[Point markers for pictures]
--------------------
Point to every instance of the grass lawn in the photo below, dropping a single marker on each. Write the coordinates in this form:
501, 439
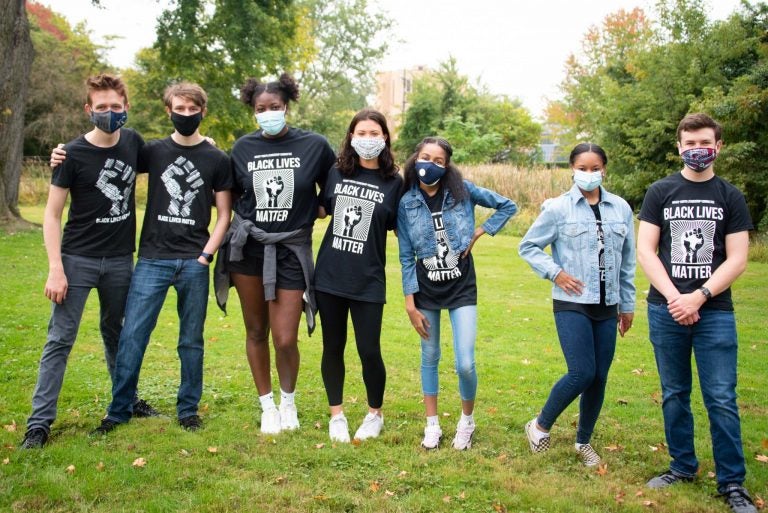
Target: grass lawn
230, 466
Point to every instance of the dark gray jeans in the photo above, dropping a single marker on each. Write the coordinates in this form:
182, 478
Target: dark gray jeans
--------------------
# [AIM]
Set down the lines of every item above word for word, leaving out the pictures.

# [RESULT OF THIS EXERCISE]
Point to every instance of the grass lawn in the photo below, dropping a single marker on each. Write the coordinates in this form:
501, 439
Target: grass lawn
230, 466
Point to every instance of the dark gray jeans in the photo above, dropping a single marker on each. Write the coordinates in this form:
182, 478
Target: dark gray jeans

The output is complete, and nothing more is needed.